§ The problem
Working from the line that contains "floor in this photo, one line per instance." down to the last line below, repeat each line exactly.

§ Data to use
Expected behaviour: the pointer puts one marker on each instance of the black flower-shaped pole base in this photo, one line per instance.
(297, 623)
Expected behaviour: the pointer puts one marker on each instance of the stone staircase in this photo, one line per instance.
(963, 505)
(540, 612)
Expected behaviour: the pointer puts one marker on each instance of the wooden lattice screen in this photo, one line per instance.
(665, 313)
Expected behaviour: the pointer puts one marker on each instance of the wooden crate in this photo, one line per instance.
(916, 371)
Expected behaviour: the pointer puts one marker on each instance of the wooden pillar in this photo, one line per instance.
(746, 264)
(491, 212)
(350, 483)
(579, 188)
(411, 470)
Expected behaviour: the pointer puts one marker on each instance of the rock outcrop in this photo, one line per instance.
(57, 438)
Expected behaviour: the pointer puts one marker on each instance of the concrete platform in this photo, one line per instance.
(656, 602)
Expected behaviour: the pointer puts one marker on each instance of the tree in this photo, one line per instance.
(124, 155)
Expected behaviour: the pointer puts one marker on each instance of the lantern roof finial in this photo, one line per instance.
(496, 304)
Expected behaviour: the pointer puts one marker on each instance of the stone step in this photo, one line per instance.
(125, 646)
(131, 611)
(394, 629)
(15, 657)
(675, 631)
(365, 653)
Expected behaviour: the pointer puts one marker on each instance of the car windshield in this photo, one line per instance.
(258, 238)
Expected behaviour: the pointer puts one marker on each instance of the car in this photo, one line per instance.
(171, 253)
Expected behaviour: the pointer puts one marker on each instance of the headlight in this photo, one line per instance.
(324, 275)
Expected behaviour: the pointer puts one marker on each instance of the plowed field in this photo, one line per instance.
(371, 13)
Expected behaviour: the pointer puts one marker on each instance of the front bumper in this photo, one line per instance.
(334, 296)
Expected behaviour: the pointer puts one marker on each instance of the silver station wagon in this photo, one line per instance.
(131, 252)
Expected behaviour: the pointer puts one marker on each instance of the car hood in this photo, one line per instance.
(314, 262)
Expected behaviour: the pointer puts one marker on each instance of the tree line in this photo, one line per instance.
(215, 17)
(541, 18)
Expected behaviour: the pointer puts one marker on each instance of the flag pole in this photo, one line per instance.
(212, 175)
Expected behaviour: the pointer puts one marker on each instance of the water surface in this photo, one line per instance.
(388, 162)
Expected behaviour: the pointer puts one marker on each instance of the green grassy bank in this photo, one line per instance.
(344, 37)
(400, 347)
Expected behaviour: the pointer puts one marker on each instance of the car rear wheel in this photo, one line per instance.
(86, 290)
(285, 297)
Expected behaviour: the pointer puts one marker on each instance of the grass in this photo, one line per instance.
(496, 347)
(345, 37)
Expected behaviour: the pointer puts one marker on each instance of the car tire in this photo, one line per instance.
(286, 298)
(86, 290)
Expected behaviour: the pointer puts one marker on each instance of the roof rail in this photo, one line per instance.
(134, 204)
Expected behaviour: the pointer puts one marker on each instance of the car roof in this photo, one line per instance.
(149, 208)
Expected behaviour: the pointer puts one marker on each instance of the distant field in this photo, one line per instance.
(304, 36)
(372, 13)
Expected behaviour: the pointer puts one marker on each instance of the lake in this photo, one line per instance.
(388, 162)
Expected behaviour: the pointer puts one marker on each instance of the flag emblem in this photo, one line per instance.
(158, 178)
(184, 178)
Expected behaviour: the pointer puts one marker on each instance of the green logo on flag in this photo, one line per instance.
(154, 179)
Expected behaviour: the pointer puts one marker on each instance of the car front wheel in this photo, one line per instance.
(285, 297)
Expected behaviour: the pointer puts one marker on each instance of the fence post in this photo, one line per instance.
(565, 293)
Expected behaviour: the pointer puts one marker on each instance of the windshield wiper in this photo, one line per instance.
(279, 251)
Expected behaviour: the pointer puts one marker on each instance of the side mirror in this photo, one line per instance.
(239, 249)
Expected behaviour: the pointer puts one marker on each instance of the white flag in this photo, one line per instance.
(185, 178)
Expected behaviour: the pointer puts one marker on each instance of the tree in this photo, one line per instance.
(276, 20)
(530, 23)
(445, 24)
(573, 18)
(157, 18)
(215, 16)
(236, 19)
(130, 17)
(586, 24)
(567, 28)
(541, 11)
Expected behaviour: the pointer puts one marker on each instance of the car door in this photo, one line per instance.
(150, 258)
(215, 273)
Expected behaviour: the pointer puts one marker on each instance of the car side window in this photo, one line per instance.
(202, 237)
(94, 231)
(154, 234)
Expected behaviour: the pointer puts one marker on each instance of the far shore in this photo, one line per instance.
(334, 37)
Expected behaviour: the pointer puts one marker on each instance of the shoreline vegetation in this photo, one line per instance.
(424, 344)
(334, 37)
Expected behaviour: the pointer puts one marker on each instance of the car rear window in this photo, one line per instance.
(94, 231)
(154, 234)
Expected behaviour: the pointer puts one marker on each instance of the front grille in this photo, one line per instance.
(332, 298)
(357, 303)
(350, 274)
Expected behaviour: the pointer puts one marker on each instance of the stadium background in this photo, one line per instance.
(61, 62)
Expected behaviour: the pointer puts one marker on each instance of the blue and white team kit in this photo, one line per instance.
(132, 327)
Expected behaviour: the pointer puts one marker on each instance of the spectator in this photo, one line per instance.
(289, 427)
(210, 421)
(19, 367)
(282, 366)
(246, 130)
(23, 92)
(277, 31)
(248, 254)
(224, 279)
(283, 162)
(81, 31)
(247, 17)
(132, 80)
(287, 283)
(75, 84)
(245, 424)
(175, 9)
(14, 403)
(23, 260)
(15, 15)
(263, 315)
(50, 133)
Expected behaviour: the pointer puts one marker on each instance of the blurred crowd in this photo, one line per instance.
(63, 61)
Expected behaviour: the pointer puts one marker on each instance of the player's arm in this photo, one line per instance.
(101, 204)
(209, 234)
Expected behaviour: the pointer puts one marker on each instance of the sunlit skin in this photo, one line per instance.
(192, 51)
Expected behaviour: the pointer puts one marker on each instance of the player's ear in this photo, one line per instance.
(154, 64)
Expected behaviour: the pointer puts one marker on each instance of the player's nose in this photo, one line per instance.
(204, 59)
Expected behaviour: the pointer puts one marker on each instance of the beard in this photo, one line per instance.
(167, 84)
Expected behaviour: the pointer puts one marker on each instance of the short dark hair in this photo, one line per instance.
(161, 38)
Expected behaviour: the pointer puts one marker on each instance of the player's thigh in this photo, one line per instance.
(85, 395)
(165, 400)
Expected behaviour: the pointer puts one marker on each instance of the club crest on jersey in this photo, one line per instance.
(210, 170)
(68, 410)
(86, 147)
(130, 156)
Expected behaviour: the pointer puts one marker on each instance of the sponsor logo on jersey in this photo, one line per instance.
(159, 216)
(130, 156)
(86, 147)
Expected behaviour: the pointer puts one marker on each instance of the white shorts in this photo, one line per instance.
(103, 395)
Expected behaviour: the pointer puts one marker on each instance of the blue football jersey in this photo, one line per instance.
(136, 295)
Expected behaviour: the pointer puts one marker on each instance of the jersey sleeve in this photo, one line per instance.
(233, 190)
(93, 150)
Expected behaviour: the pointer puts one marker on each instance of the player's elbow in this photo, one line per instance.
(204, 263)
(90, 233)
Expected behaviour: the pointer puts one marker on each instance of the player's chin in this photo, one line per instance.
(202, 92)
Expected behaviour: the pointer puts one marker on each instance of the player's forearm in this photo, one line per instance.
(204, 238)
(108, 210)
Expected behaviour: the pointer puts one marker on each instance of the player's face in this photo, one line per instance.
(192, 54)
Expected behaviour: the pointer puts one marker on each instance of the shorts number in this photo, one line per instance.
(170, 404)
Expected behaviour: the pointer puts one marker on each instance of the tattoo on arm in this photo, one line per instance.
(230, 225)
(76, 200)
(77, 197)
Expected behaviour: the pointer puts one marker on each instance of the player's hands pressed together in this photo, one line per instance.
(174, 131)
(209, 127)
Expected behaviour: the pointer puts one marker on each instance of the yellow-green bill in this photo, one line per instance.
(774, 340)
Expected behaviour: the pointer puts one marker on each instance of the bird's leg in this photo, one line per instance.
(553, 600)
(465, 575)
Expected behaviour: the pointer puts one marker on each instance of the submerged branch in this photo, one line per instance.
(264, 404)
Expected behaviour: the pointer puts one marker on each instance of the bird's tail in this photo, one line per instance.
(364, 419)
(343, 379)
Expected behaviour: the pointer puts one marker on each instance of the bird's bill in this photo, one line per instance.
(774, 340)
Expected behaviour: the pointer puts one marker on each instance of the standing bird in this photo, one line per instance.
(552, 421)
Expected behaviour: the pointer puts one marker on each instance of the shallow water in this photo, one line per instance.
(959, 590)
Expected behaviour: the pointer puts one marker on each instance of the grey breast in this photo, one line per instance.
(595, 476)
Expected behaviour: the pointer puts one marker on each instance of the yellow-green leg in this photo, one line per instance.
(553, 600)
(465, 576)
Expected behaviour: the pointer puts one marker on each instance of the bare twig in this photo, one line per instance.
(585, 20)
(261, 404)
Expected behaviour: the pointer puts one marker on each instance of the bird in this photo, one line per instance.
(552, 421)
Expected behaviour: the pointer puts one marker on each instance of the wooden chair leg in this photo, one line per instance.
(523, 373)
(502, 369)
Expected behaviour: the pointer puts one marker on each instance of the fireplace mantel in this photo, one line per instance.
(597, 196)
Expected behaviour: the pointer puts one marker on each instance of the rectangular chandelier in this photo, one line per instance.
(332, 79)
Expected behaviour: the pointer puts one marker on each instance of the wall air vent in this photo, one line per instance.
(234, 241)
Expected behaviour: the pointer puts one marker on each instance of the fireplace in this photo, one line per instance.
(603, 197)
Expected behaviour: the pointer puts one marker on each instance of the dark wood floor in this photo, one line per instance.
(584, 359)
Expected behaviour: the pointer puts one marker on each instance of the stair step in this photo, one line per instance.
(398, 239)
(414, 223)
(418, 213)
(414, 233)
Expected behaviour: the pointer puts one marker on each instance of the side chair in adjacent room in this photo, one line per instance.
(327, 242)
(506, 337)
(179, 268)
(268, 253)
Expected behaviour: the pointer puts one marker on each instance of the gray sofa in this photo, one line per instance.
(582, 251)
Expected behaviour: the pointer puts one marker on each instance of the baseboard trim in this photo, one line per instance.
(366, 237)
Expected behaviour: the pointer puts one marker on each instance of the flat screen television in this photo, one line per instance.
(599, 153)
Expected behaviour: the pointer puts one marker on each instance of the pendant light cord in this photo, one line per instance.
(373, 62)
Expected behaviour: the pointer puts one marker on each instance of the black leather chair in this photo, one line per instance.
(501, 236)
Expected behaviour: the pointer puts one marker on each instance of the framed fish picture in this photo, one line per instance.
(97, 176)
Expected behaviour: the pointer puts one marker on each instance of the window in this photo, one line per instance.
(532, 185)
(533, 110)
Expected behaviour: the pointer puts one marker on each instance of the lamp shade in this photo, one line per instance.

§ Full output
Expected behaviour: the pointer puts one marker on each instance of the dark wood floor in this photo, one line per instance.
(584, 359)
Expected behaviour: the pointer puts one marker on each instance of the stair step in this photo, one line per instance.
(398, 239)
(414, 223)
(418, 213)
(414, 233)
Expected behaviour: the pointer puts one marker on each instance of the side chair in adjacent room in this photo, one line per instance.
(327, 242)
(506, 337)
(179, 268)
(268, 253)
Expected behaviour: the pointer puts one marker on each instance of the gray sofa in this photo, one line per instance.
(582, 251)
Expected behaviour: the pointer puts one marker on each instance of the baseboard trim in this photo, one line per instance.
(366, 237)
Expected behaviour: the pointer puts one marker on each instance of the flat screen television in this photo, one line per instance.
(599, 153)
Expected behaviour: the pointer puts one marker on each instance of the pendant light cord in this photo, one line per instance.
(373, 62)
Expected behaviour: the pointer puts one marker on each instance of the black leather chair in this photo, one line per instance.
(501, 236)
Expected behaviour: the pointer puts one marker on each instance of the framed fish picture in this photo, one line per instance.
(97, 176)
Expected behaviour: the pointer puts one marker on each instance of the window in this photo, one line per instance.
(532, 185)
(533, 110)
Expected behaviour: the pointer puts one marker on each instance of the lamp shade in this photo, one line per instance.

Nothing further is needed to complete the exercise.